**HOW TO COMPLETE THIS TASK:** Search the records for the word "black". Copy every line where it appears.

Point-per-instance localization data
◆ ◆ ◆
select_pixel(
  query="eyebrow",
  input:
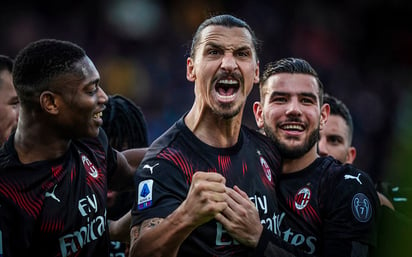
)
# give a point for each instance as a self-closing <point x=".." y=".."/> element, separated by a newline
<point x="280" y="93"/>
<point x="215" y="45"/>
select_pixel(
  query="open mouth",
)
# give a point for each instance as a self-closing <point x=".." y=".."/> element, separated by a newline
<point x="97" y="115"/>
<point x="293" y="127"/>
<point x="226" y="89"/>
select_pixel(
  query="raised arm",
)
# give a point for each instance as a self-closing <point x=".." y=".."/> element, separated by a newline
<point x="163" y="237"/>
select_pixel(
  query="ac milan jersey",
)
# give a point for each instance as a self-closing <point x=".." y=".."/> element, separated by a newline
<point x="324" y="203"/>
<point x="56" y="208"/>
<point x="164" y="176"/>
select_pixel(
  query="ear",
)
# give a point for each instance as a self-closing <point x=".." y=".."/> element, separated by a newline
<point x="324" y="115"/>
<point x="256" y="79"/>
<point x="258" y="112"/>
<point x="351" y="156"/>
<point x="49" y="102"/>
<point x="190" y="70"/>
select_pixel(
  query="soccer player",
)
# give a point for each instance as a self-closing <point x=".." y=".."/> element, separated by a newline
<point x="194" y="184"/>
<point x="329" y="209"/>
<point x="56" y="168"/>
<point x="9" y="102"/>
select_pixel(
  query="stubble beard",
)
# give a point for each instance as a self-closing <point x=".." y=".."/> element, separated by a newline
<point x="294" y="152"/>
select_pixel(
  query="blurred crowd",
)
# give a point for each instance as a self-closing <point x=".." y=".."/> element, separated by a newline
<point x="360" y="48"/>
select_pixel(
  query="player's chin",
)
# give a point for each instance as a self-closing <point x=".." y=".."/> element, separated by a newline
<point x="93" y="131"/>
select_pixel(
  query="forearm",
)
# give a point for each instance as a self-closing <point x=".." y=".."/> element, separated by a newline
<point x="119" y="229"/>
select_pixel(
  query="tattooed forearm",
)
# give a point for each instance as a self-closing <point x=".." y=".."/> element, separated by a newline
<point x="148" y="224"/>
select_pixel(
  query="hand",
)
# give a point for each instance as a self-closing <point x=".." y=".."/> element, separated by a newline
<point x="241" y="218"/>
<point x="205" y="199"/>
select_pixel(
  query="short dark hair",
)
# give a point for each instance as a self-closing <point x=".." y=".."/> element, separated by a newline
<point x="337" y="107"/>
<point x="290" y="65"/>
<point x="40" y="62"/>
<point x="6" y="63"/>
<point x="124" y="123"/>
<point x="225" y="20"/>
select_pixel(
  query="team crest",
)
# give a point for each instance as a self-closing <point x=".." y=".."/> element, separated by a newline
<point x="144" y="197"/>
<point x="266" y="168"/>
<point x="89" y="166"/>
<point x="361" y="207"/>
<point x="302" y="198"/>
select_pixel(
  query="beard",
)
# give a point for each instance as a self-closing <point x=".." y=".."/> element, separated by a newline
<point x="227" y="111"/>
<point x="293" y="152"/>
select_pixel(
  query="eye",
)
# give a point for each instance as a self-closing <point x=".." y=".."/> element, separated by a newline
<point x="92" y="90"/>
<point x="243" y="53"/>
<point x="15" y="103"/>
<point x="279" y="99"/>
<point x="307" y="100"/>
<point x="335" y="140"/>
<point x="212" y="52"/>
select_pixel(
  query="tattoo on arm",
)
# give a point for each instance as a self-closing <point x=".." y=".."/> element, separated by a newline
<point x="149" y="224"/>
<point x="138" y="230"/>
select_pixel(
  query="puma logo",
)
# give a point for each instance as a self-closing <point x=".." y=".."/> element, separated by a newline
<point x="52" y="195"/>
<point x="353" y="177"/>
<point x="147" y="166"/>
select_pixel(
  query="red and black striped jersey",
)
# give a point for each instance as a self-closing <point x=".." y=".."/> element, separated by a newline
<point x="56" y="207"/>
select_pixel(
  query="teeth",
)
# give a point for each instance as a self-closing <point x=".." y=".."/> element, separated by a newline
<point x="228" y="81"/>
<point x="293" y="127"/>
<point x="98" y="115"/>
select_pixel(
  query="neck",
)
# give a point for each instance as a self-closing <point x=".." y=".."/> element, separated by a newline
<point x="213" y="129"/>
<point x="298" y="164"/>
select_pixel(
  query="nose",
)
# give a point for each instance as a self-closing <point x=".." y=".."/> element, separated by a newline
<point x="229" y="63"/>
<point x="322" y="148"/>
<point x="293" y="108"/>
<point x="102" y="96"/>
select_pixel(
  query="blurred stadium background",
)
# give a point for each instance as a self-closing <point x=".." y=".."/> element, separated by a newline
<point x="362" y="50"/>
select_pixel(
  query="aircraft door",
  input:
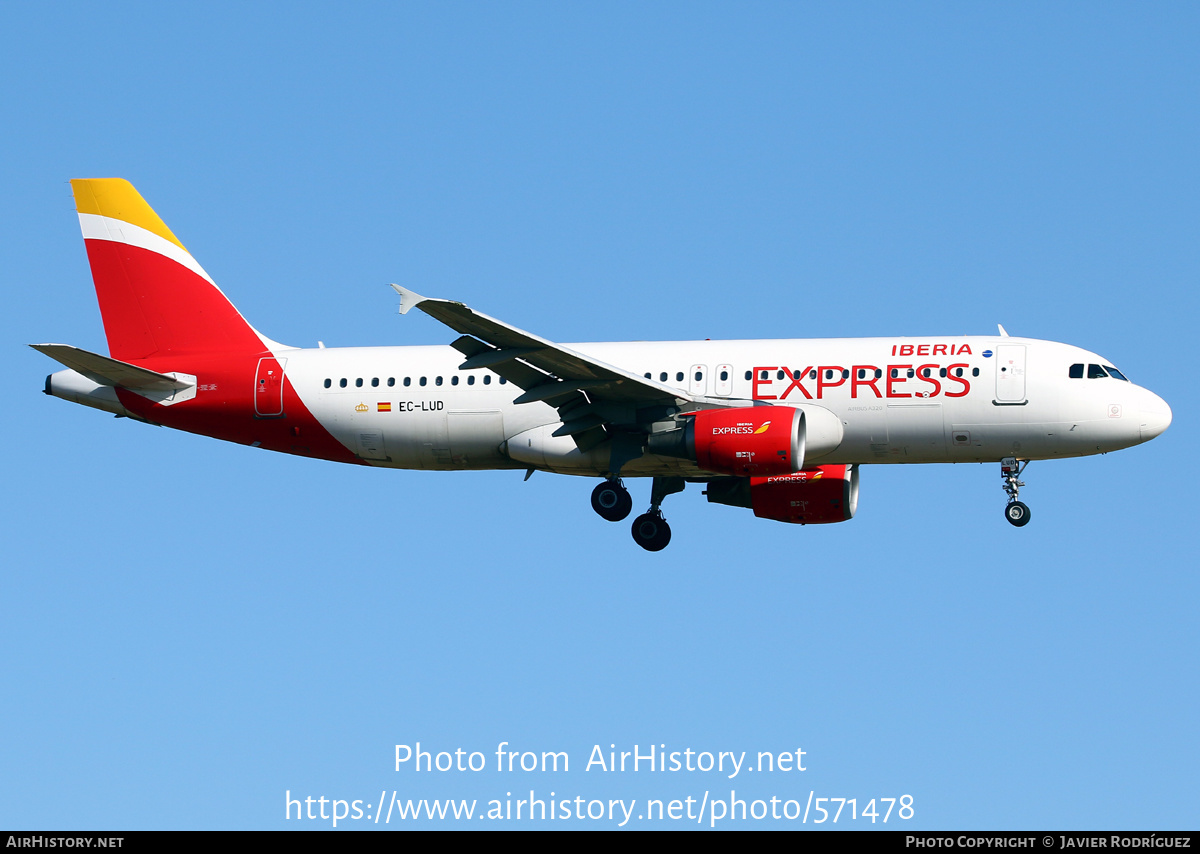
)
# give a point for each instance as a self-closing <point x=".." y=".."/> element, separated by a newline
<point x="269" y="388"/>
<point x="724" y="380"/>
<point x="1011" y="373"/>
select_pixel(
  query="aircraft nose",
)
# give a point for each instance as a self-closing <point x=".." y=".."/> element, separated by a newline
<point x="1156" y="416"/>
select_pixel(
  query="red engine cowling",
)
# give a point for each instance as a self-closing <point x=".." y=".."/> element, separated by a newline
<point x="827" y="493"/>
<point x="749" y="440"/>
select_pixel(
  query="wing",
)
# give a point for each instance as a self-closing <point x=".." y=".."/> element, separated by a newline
<point x="595" y="401"/>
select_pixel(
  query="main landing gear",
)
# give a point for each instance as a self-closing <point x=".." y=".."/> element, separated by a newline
<point x="1017" y="512"/>
<point x="612" y="501"/>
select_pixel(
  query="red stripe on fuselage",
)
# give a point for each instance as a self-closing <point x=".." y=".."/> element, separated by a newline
<point x="223" y="408"/>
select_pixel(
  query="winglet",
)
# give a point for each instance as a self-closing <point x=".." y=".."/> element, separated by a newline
<point x="407" y="298"/>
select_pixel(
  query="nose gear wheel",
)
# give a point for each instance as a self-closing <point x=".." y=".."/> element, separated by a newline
<point x="1017" y="512"/>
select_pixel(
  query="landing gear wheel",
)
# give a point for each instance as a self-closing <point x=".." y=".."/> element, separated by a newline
<point x="1017" y="513"/>
<point x="652" y="531"/>
<point x="611" y="500"/>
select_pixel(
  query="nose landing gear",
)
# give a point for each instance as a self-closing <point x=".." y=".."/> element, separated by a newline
<point x="1017" y="512"/>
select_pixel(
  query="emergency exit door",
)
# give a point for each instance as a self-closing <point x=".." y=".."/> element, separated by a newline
<point x="269" y="388"/>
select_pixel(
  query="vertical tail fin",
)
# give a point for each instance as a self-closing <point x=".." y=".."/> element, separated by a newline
<point x="154" y="298"/>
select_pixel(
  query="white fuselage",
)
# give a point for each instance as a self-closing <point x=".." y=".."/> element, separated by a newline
<point x="892" y="401"/>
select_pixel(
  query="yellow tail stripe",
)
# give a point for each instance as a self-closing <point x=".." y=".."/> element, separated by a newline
<point x="117" y="198"/>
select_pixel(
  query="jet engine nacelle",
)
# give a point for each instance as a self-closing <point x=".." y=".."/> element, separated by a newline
<point x="744" y="441"/>
<point x="815" y="495"/>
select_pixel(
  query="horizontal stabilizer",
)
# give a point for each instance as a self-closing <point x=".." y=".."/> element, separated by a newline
<point x="112" y="372"/>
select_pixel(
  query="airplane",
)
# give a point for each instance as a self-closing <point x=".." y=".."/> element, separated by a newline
<point x="781" y="427"/>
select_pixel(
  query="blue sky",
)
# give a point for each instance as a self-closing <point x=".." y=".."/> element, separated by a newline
<point x="195" y="629"/>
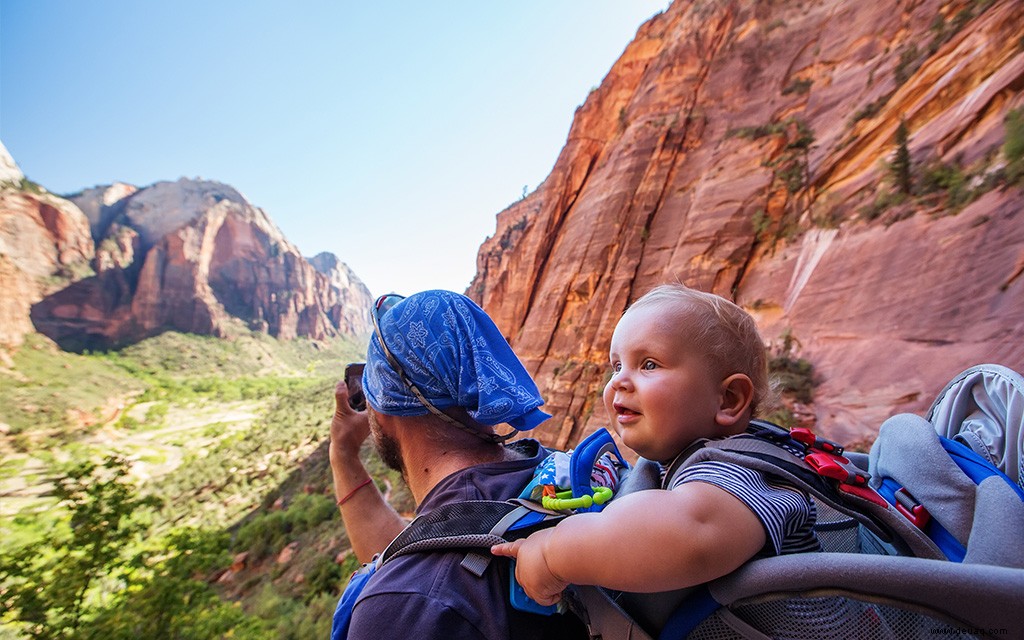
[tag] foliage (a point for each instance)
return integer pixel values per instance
(792, 376)
(946, 178)
(167, 597)
(57, 392)
(1013, 147)
(269, 531)
(900, 168)
(46, 584)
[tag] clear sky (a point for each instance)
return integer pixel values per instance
(389, 133)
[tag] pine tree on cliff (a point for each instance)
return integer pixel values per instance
(900, 166)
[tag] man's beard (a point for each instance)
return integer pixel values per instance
(387, 448)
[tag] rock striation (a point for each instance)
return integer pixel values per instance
(351, 314)
(44, 244)
(192, 255)
(750, 148)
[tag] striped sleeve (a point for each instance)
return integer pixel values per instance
(786, 513)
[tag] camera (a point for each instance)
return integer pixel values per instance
(353, 380)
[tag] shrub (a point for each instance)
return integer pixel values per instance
(1013, 147)
(792, 376)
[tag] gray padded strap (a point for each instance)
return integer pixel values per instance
(604, 617)
(885, 521)
(907, 451)
(998, 520)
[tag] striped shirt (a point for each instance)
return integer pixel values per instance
(786, 513)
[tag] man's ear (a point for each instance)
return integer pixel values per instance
(735, 393)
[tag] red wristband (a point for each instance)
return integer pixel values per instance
(352, 493)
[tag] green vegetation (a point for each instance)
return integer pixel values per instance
(790, 171)
(899, 168)
(229, 434)
(792, 377)
(52, 394)
(1013, 147)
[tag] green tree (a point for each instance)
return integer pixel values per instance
(900, 166)
(45, 585)
(1013, 147)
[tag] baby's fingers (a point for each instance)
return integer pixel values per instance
(509, 550)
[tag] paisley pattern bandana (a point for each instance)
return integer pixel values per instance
(451, 349)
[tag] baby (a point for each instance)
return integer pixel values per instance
(685, 366)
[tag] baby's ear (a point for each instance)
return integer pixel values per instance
(735, 393)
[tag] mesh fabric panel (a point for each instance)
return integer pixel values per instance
(827, 619)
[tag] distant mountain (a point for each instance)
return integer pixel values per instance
(121, 263)
(44, 245)
(755, 150)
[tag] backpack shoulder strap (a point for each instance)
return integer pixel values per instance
(817, 467)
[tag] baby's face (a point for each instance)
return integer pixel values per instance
(662, 395)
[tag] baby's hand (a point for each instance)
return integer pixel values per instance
(531, 568)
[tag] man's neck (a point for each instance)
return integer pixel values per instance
(428, 461)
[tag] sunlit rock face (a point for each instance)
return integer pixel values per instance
(351, 314)
(194, 256)
(745, 148)
(44, 244)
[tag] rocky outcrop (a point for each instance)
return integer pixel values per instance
(44, 244)
(192, 256)
(351, 314)
(741, 147)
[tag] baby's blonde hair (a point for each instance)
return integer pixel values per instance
(725, 333)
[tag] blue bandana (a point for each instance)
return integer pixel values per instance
(454, 353)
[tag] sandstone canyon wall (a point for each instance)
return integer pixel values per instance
(192, 256)
(741, 147)
(44, 244)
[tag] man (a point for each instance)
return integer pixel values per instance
(439, 377)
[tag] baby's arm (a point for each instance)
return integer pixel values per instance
(647, 541)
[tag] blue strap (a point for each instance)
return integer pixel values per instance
(697, 606)
(582, 464)
(343, 612)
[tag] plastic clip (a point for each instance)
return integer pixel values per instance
(911, 509)
(802, 434)
(837, 468)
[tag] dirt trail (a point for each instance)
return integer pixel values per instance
(154, 452)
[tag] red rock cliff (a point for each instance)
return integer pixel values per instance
(190, 256)
(741, 147)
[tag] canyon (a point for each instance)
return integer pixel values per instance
(748, 148)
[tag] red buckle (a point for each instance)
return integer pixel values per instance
(865, 493)
(837, 468)
(911, 509)
(805, 435)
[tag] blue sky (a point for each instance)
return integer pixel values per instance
(387, 133)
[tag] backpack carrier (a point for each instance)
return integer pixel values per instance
(922, 536)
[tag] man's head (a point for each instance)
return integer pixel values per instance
(436, 353)
(685, 365)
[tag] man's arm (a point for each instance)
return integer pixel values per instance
(370, 521)
(648, 541)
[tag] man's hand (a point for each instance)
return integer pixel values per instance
(531, 568)
(349, 428)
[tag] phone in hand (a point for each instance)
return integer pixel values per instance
(353, 380)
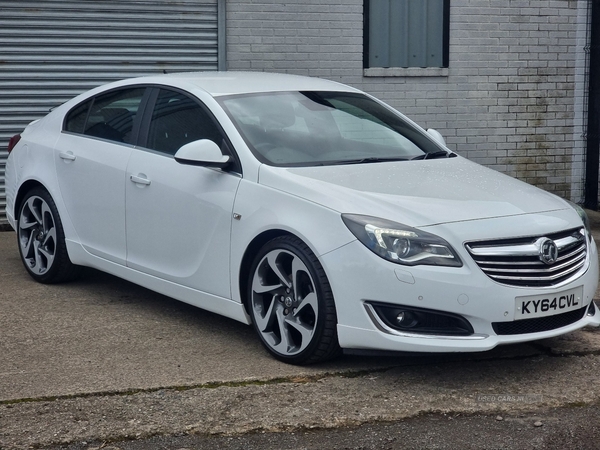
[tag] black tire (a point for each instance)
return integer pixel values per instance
(41, 239)
(291, 303)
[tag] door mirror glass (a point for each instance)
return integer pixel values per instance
(437, 136)
(203, 152)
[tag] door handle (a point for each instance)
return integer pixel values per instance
(140, 179)
(67, 156)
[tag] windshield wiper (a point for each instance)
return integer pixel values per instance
(435, 155)
(370, 159)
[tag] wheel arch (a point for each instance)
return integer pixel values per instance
(22, 192)
(249, 255)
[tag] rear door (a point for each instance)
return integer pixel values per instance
(178, 217)
(91, 158)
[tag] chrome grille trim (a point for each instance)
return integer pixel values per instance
(516, 262)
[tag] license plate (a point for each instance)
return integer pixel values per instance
(548, 304)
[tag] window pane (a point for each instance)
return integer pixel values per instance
(177, 120)
(322, 128)
(75, 121)
(112, 115)
(406, 33)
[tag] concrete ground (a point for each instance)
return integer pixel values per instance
(101, 362)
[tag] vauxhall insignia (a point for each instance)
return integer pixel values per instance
(548, 251)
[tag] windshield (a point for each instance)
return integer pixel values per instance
(323, 128)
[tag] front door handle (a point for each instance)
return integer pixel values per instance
(67, 156)
(140, 179)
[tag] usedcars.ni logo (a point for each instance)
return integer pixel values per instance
(548, 251)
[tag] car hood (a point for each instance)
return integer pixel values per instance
(416, 193)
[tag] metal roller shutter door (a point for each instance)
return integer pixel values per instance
(53, 50)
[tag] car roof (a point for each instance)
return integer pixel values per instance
(229, 83)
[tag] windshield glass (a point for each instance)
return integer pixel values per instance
(323, 128)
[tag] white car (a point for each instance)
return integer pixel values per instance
(307, 208)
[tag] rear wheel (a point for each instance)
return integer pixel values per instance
(291, 303)
(42, 240)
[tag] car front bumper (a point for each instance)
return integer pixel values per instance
(359, 278)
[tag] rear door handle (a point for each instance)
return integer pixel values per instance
(67, 156)
(140, 179)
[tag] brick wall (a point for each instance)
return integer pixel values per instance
(512, 98)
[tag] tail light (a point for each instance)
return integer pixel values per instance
(13, 141)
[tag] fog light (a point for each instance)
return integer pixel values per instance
(592, 309)
(406, 319)
(411, 319)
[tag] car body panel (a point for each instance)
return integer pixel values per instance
(91, 179)
(184, 241)
(415, 193)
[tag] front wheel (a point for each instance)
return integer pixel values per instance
(42, 240)
(291, 303)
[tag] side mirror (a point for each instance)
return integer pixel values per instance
(437, 136)
(202, 153)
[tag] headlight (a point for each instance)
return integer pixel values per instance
(401, 244)
(583, 216)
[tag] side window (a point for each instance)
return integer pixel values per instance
(76, 118)
(406, 33)
(108, 116)
(177, 120)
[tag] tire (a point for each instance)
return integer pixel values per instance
(291, 303)
(41, 239)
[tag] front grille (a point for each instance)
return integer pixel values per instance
(538, 324)
(516, 262)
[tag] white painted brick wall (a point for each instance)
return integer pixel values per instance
(513, 96)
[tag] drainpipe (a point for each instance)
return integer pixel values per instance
(593, 126)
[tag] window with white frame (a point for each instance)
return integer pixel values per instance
(406, 33)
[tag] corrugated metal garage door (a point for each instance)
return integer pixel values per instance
(51, 51)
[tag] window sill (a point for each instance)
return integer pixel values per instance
(406, 72)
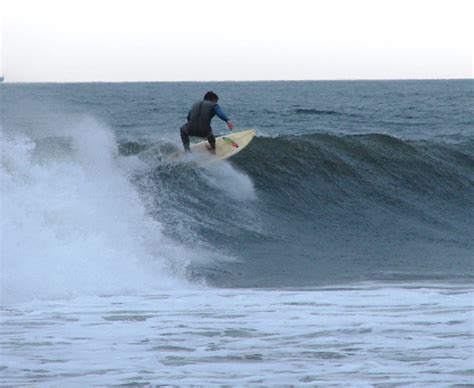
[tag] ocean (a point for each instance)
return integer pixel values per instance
◆ ◆ ◆
**ANSWER TO THIS TASK:**
  query="red and black striped jersey",
[tag] black tire (a point for each instance)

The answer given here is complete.